WHAT TO WORK ON: Could you output the entire listing without altering anything?

○ ○ ○ ○ ○

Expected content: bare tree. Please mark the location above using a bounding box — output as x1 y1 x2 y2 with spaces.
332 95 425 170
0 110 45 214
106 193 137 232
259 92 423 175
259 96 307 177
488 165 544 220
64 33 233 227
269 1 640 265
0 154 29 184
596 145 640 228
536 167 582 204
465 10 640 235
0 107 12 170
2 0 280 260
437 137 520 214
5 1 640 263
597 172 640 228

○ ○ ○ ○ ○

TASK RESPONSE:
Expected content: bare tree. Please mark the location above using a bounding box — output as x1 y1 x2 y2 with spaces.
332 95 425 170
0 110 45 214
106 193 137 232
259 92 423 175
259 96 307 177
488 165 544 220
64 33 233 227
269 1 640 265
0 154 29 184
596 145 640 228
536 167 582 204
465 10 640 235
0 107 12 170
2 0 280 260
437 137 520 214
5 1 640 263
597 172 640 228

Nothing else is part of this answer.